## DATA FOR THIS EXERCISE
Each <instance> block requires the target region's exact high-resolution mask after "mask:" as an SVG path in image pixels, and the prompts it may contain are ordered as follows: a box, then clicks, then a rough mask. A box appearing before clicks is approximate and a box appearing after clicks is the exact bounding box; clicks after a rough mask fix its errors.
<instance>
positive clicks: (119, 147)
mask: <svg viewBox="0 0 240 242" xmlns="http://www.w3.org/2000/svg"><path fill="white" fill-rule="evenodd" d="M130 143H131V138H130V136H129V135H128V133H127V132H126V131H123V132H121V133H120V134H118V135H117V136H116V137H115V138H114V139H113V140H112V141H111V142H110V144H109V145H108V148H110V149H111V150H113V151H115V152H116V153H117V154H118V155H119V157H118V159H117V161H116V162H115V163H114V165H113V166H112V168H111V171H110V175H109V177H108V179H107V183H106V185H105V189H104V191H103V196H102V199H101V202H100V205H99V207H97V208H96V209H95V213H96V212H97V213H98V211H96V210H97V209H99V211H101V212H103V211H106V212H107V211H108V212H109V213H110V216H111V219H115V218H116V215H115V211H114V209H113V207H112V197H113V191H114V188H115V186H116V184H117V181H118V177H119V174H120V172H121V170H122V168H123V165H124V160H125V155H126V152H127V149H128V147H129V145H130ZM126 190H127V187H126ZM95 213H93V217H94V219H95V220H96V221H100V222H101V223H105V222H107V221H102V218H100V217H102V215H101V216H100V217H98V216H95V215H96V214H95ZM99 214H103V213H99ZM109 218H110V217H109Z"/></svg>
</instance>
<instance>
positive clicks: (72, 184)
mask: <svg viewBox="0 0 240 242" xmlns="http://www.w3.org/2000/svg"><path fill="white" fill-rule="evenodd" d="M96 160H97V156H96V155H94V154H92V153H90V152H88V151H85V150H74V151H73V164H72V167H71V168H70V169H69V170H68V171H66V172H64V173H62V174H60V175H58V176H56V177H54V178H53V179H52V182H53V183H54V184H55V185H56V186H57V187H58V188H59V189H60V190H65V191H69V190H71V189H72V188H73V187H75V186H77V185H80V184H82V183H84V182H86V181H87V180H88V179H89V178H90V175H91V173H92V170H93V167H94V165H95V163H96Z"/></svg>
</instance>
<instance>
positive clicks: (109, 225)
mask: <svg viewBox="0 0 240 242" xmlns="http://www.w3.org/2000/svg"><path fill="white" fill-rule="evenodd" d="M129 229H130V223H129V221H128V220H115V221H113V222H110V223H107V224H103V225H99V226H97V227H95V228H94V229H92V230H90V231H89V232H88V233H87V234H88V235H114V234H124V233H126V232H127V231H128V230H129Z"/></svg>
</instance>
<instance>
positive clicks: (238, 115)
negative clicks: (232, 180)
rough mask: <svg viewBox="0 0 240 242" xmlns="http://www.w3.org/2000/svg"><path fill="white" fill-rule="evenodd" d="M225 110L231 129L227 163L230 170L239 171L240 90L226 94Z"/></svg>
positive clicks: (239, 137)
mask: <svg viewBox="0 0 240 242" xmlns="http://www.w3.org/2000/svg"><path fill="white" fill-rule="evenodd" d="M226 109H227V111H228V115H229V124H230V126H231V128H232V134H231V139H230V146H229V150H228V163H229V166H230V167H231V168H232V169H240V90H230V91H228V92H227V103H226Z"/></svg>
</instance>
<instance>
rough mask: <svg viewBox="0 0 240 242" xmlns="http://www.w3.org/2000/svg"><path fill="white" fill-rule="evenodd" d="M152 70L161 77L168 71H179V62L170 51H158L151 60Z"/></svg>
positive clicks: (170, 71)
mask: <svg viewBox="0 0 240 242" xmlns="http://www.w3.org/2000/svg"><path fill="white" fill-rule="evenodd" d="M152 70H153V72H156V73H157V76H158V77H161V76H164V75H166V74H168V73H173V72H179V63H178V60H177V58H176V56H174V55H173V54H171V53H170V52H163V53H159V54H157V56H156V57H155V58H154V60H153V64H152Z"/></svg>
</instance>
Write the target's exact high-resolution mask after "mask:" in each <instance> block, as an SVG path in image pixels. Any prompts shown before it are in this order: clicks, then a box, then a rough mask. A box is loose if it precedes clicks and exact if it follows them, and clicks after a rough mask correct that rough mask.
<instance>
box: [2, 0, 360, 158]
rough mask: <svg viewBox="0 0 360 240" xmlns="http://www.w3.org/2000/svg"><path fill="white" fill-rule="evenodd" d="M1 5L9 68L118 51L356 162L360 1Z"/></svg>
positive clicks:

## ACTIVITY
Can you copy out all of the data above, keeping every line identical to the original?

## EXERCISE OUTPUT
Each <instance> block requires the target region's exact high-resolution mask after "mask:" as an SVG path in image pixels, and the prompts it may contain are ordered as follows: a box, then clicks, then a rough mask. A box appearing before clicks is approximate and a box appearing after clicks is the exact bounding box; clicks after a rough mask fix its errors.
<instance>
positive clicks: (119, 147)
mask: <svg viewBox="0 0 240 242" xmlns="http://www.w3.org/2000/svg"><path fill="white" fill-rule="evenodd" d="M130 143H131V138H130V136H129V135H128V133H127V132H126V131H123V132H121V133H120V134H118V135H117V136H116V137H115V138H114V139H113V140H112V141H111V142H110V144H109V145H108V148H110V149H111V150H113V151H115V152H116V153H117V154H118V155H119V157H118V159H117V161H116V162H115V163H114V165H113V166H112V168H111V171H110V175H109V177H108V179H107V183H106V185H105V189H104V191H103V196H102V199H101V202H100V205H99V207H97V208H96V209H95V213H96V212H97V213H98V211H96V210H97V209H99V211H101V212H103V211H106V212H107V211H108V212H109V213H110V216H111V219H115V218H116V215H115V211H114V209H113V207H112V197H113V191H114V188H115V186H116V184H117V181H118V177H119V174H120V172H121V170H122V168H123V165H124V160H125V155H126V152H127V149H128V147H129V145H130ZM126 190H127V187H126ZM95 213H93V217H94V219H95V220H96V221H100V222H101V223H105V222H107V221H102V218H100V217H102V215H101V216H100V217H98V216H95V215H96V214H95ZM99 214H103V213H99ZM109 218H110V217H109Z"/></svg>
</instance>
<instance>
positive clicks: (72, 184)
mask: <svg viewBox="0 0 240 242" xmlns="http://www.w3.org/2000/svg"><path fill="white" fill-rule="evenodd" d="M96 160H97V156H96V155H94V154H92V153H90V152H88V151H85V150H74V151H73V164H72V167H71V168H70V169H69V170H68V171H66V172H64V173H62V174H60V175H58V176H56V177H54V178H53V179H52V182H53V183H54V184H55V185H56V186H57V187H58V188H59V189H60V190H65V191H69V190H71V189H72V188H73V187H75V186H77V185H80V184H82V183H84V182H86V181H87V180H88V179H89V178H90V175H91V173H92V170H93V167H94V165H95V163H96Z"/></svg>
</instance>
<instance>
positive clicks: (109, 225)
mask: <svg viewBox="0 0 240 242" xmlns="http://www.w3.org/2000/svg"><path fill="white" fill-rule="evenodd" d="M129 229H130V223H129V221H128V220H115V221H113V222H110V223H107V224H103V225H99V226H97V227H95V228H94V229H92V230H90V231H89V232H88V233H87V234H88V235H114V234H124V233H126V232H127V231H128V230H129Z"/></svg>
</instance>
<instance>
positive clicks: (238, 115)
negative clicks: (232, 180)
rough mask: <svg viewBox="0 0 240 242" xmlns="http://www.w3.org/2000/svg"><path fill="white" fill-rule="evenodd" d="M225 110L231 129L227 163L230 170L239 171L240 90L226 94Z"/></svg>
positive clicks: (239, 137)
mask: <svg viewBox="0 0 240 242" xmlns="http://www.w3.org/2000/svg"><path fill="white" fill-rule="evenodd" d="M226 109H227V111H228V115H229V124H230V126H231V128H232V134H231V139H230V146H229V150H228V163H229V166H230V167H231V168H232V169H240V90H230V91H228V92H227V103H226Z"/></svg>
</instance>
<instance>
rough mask: <svg viewBox="0 0 240 242" xmlns="http://www.w3.org/2000/svg"><path fill="white" fill-rule="evenodd" d="M152 70L161 77L168 71H179V62L170 51H158L151 60Z"/></svg>
positive clicks: (170, 71)
mask: <svg viewBox="0 0 240 242" xmlns="http://www.w3.org/2000/svg"><path fill="white" fill-rule="evenodd" d="M152 70H153V72H156V73H157V76H158V77H161V76H164V75H166V74H168V73H173V72H179V63H178V60H177V58H176V56H174V55H173V54H171V53H170V52H163V53H159V54H157V56H156V57H155V58H154V60H153V64H152Z"/></svg>
</instance>
Write the target's exact high-resolution mask after "mask:" in each <instance> block, as an SVG path in image pixels. Any prompts shown before it are in this order: clicks, then a box, then a rough mask. A box is loose if it precedes clicks and exact if it follows them, and clicks after a rough mask correct that rough mask.
<instance>
box: [2, 0, 360, 158]
rough mask: <svg viewBox="0 0 360 240" xmlns="http://www.w3.org/2000/svg"><path fill="white" fill-rule="evenodd" d="M1 5L9 68L118 51L356 162L360 1Z"/></svg>
positive clicks:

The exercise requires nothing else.